### Text segment
Whether you’re a long time prepper or someone who is thinking about this for the first time, food and water are two of the most important priorities when it comes to surviving in a SHTF scenario. Warning – This article will deal with survival fishing in an SHTF scenario, some of these techniques are not legal during the rule of law.
Learning how to fish can not only increase your chances of surviving but it can help serve as the foundation for the development of an entire protein generating system.
It’s important to understand the options when it comes to fishing and develop a strategy that makes the most sense for you, your terrain, and your familial situation.
The first thing you’ll want to think about is the difference between passive and active fishing. Passive fishing is a method that allows you to “set it and forget it.” These include trapping, netting, and trot lining (I’ll get into all of these).
Active fishing is the more traditional method that requires you to sit by the water with a rod and reel and actively attempt to catch fish. One might seem like the clear-cut winner over the other but don’t be so quick to assume.
Fishing with a rod and reel might require the most time but if you know what you’re doing you’ll have a great chance of catching something in any body of water.
Using this method also requires preparation ahead of time. You’ll want to purchase a survival fishing pole equipped with a reel as well as artificial lures. I recommend going as simple as possible with your lure choice and using things like worms and creature baits.
These are going to work in the widest variety of scenarios and allow you to target a number of different fish.
You’ll also need standard monofilament fishing line in the range of 2-8 pound test. I recommend purchasing a few different weighted lines so you can have the choice based on the size of the body of water you’re fishing in.
Using traps and nets is a great passive fishing technique for a world where the supply chain has collapsed and we can’t simply get to the store and purchase whatever we want. Keep in mind that many of these techniques are illegal in our current society but they won’t be when SHTF.
A gill net is a nylon net with openings large enough for fish to swim in up to their gills. When they reach that point, they’re unable to get out. This is a great way to passively catch fish as long as you know where to place the net.
A trotline is a method that requires you to place two posts on either side of a river or pond and hang a line that runs across the body of water. From there, you’ll place secondary lines that hang down into the water and bait each one of them. Put weights on the secondary lines so they remain in the water and you have yourself a trotline.
Spearfishing has been around forever and is a great way of fishing if you didn’t do a lot to prepare ahead of time. You can purchase a trigger-activated spear to make things easier but if you didn’t, you can make one out of a tree branch.
What happens if you haven’t prepared at all and you have absolutely no resources? Well, you need to use basic survival instinct at this point and not be afraid to get dirty. Noodling is sight based fishing using your hands.

### Dataset extract
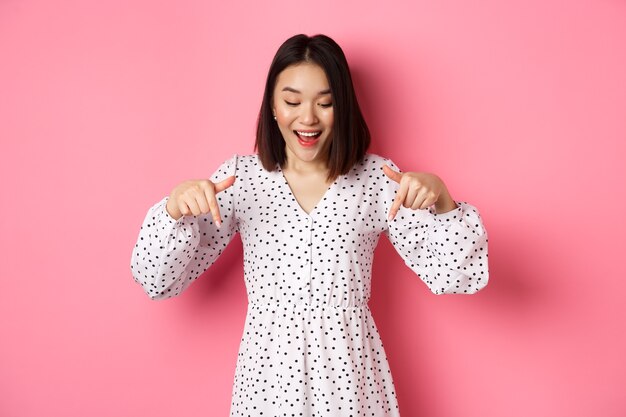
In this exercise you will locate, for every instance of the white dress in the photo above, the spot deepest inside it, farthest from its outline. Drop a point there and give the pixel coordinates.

### Tasks and exercises
(a) In the survival fishing text above, why does the writer recommend simple lures such as worms and creature baits? Answer in one to three sentences.
(b) List the passive fishing methods that the survival fishing text above names when it first defines passive fishing.
(c) Continue the survival fishing text above from its last sentence.

### Answers provided
(a) They work in the widest variety of scenarios. They also let you target a number of different fish.

(b)
- Trapping
- Netting
- Trot lining

(c)
You’ll need to have top notch hand-eye-coordination for this to work and I wouldn’t recommend using this method unless you’re absolutely desperate.
Now that you understand some of the methods involved in survival fishing, you need to have a plan in place for when things start to fall apart. Are you currently in a situation where you could walk to a body of water and fish to survive?
If not, you need a bug out plan. Bugging out refers to your process of leaving where you’re at now and getting somewhere safe and secure in the event of an economic collapse. Where would you go and would you be able to sustain life there?
First, you need a body of water. It needs to be small enough for you to set nets and traps, but large and deep enough to actually inhabit a healthy fish population.
Second, it needs to be close enough for you to easily get to. You want it to be far enough away and secluded from civilization so it’s not difficult to defend. But, it needs to be close enough for you to get to quickly.
Let’s assume you’ve planned accordingly and you’re not entirely relying on fish. How much fish would you need to catch to create a sustainable flow of protein to feed multiple people?
Assuming every fish you catch has two filets and you fish for two hours a day. If you caught eight fish in a day you would take in approximately 1,500 calories based on estimates of most freshwater fish including bass and panfish. Most fish are pretty low in calories.
This is why it’s so important to utilize passive survival fishing techniques. If you have to fish for four hours a day just to accumulate 3,000 calories, you can see how this wouldn’t be sustainable because you’d spend a large portion of each day simply working to eat.
Fishing is a great way to accumulate healthy protein in a world where you can’t easily get up and purchase something. If you pair fishing with canning, growing, and hunting; you can build a very successful stockpile of food that can span years with proper storage.
Don’t wait, start planning now! Good luck out there!